_Directive_. Return every line of the records below verbatim, omitting the pictures.

━━━ Information supplied ━━━

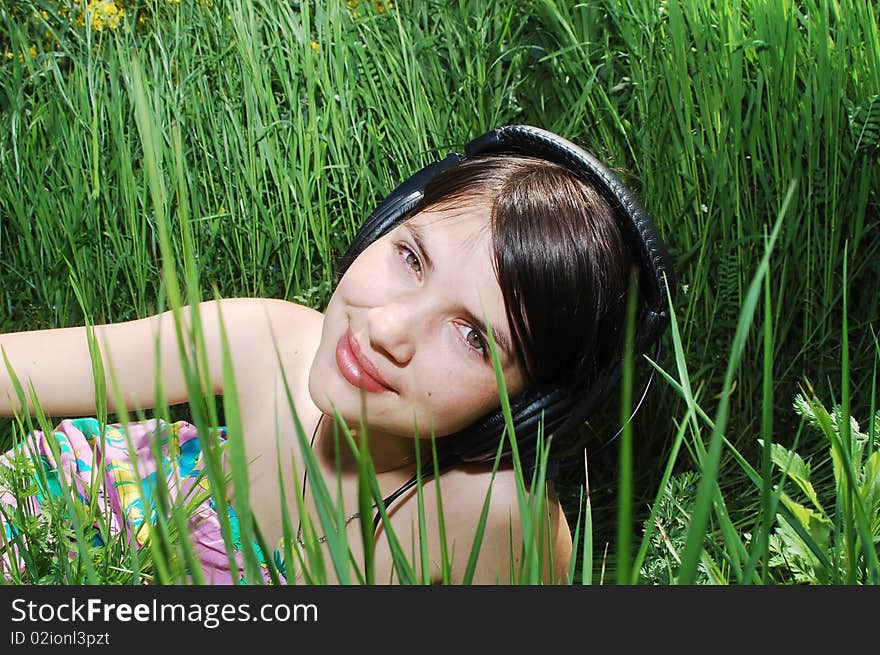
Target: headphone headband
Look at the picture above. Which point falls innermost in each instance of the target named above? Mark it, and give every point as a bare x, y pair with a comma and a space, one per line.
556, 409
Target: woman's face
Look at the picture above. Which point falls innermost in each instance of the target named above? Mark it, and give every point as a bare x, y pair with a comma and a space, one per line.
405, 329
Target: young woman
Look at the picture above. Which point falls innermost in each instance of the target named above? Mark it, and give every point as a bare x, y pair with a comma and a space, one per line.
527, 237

━━━

_Answer_.
Target: headphone headband
Look at the picture above. Which point falls innermost in each instance of the target named above? Mark it, and give every point as a bare x, y pair with a comma and a space, one per line.
556, 409
Target: woman's face
Look at the picture above. Which point falls innermost in each instance of the target named above? Mark it, and give every point as a bare x, y pair with a comma and a space, one per line.
405, 329
Target: young woman
Look at the picture above. Which point falls innermost in each instance of the target named above? Mark it, and give every point as a bare x, y pair with a comma and a space, one per line.
527, 237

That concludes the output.